Data rows ->

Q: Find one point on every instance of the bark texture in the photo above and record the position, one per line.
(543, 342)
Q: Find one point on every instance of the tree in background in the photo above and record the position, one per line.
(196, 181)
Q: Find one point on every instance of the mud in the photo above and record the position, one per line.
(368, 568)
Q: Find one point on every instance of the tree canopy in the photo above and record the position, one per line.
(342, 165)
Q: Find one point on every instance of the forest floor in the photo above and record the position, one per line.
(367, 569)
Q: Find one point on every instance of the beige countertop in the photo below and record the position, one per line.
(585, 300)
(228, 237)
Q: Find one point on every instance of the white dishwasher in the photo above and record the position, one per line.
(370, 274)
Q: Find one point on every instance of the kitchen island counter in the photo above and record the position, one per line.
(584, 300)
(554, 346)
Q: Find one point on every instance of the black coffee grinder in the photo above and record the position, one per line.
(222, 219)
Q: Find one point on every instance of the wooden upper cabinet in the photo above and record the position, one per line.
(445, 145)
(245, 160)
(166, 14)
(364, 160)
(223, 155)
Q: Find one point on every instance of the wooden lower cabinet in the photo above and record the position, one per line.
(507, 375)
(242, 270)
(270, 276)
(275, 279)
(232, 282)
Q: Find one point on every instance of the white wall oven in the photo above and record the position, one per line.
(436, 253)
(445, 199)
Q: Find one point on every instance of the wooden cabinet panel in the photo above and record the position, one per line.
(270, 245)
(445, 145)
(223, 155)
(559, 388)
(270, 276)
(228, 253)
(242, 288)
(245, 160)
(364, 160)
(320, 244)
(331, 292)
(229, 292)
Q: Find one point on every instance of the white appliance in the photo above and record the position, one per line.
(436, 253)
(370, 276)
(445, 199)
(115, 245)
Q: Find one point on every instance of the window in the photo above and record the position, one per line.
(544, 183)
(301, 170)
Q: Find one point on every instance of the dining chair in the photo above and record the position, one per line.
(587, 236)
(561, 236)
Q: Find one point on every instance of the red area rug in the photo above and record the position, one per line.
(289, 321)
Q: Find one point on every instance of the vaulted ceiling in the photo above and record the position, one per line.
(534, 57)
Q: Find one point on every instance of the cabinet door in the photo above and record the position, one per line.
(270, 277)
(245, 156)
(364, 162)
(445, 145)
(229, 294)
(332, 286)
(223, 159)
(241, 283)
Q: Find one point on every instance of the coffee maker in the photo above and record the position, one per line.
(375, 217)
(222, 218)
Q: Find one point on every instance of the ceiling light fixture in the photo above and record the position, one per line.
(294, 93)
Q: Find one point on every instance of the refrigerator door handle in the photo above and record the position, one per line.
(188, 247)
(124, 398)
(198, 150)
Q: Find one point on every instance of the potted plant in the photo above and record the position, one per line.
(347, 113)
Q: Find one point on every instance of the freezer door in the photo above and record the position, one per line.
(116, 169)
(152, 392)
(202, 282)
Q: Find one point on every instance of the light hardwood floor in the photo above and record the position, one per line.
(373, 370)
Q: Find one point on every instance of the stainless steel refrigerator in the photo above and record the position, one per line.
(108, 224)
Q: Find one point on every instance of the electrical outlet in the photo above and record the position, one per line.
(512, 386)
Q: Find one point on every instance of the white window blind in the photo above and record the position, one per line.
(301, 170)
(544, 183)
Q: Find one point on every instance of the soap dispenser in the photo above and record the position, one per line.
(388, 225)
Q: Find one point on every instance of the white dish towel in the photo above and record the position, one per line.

Aim of the exercise -> Output the entries exactly.

Exercise answer ->
Q: Find one point on every instance of the bark texture in the photo above and record the position, one per line.
(543, 342)
Q: Find one point on every instance of the tree in background in the photo above and record the position, one per line.
(196, 181)
Q: Find one point on every instance of the mud in the photo above and record the position, one per line.
(368, 568)
Q: Find one point on every instance of the tree canopy in the photo above and record the position, one per line.
(342, 165)
Q: Find one point on every instance of the forest floor in the photo above and record the position, one per line.
(367, 569)
Q: Find one point on every instance of the beige countertop in the photo below and record the position, one per line.
(585, 300)
(228, 237)
Q: Find one point on every instance of the white dishwasher in the photo above and record the position, one per line.
(370, 274)
Q: Find one point on every instance of the kitchen island counter in the photo above and record the position, one per line.
(584, 300)
(554, 346)
Q: Find one point on every instance of the black coffee grinder in the photo above and record the position, one per line.
(222, 219)
Q: Find one point on every instance of the wooden upper cabinet in the photo above and record the position, one per line.
(445, 145)
(245, 160)
(166, 14)
(364, 160)
(223, 155)
Q: Find one point on every instance of the wooden lower cabinet in the photo above and record the position, one per line.
(507, 375)
(242, 270)
(270, 276)
(275, 279)
(232, 282)
Q: Find one point on every instance of the white wall oven in the photo above and record the position, one per line.
(436, 253)
(445, 199)
Q: Find one point on every instance of the wooden cabinet panel in the photo above and record the position, one per line.
(270, 245)
(445, 145)
(223, 155)
(559, 388)
(270, 276)
(228, 253)
(242, 288)
(245, 160)
(364, 160)
(320, 244)
(331, 292)
(229, 292)
Q: Find one point on every instance of the white appliance in the photo above and record the position, one per line.
(436, 253)
(370, 276)
(445, 199)
(115, 245)
Q: Find one point on every instance of the window in the photo above and record the position, one per line.
(544, 183)
(301, 170)
Q: Find one point on every instance of the dining chair in the photo above and record the position, one per line.
(587, 236)
(561, 236)
Q: Find one point on every instance of the red area rug in the photo above and record the position, one per line.
(289, 321)
Q: Find one point on every instance of the vaulted ceiling in the photo above and record the position, one per line.
(534, 57)
Q: Find one point on every instance of the cabinet door in the photo above and record the position, one per line.
(270, 277)
(245, 156)
(364, 162)
(445, 145)
(229, 294)
(332, 286)
(223, 159)
(241, 283)
Q: Find one point on every instance of the coffee maker in the photo above and record the position, one per line.
(375, 217)
(222, 218)
Q: Find one point on every instance of the ceiling light fixture in the photo above and record the position, one per line.
(294, 93)
Q: Find one point on every instance of the refrigerator door handle in the photo above and record the position, one per line.
(188, 247)
(124, 398)
(198, 150)
Q: Find one point on every instance of the potted plant in the photo above and record the position, one per line.
(347, 113)
Q: Find one point on every instance of the freezer door in the photo above and record the position, one per line.
(116, 169)
(152, 392)
(202, 282)
Q: Find one point on every instance of the light hardwood floor in the photo above and record the position, one per line.
(373, 370)
Q: Find one point on every instance of the stainless steel refrigerator in the photo above and record the position, one per line.
(108, 224)
Q: Find one point on every instance of the electrical outlet in the photo above and record the position, one per line.
(512, 386)
Q: Find one point on every instance of the white window blind in the photo above and record the position, one per line.
(301, 170)
(544, 183)
Q: Find one point on every instance of the soap dispenser in the photo above and record the position, one per line.
(388, 225)
Q: Find one point on every instance of the white dish towel in the photo above and record the position, one per line.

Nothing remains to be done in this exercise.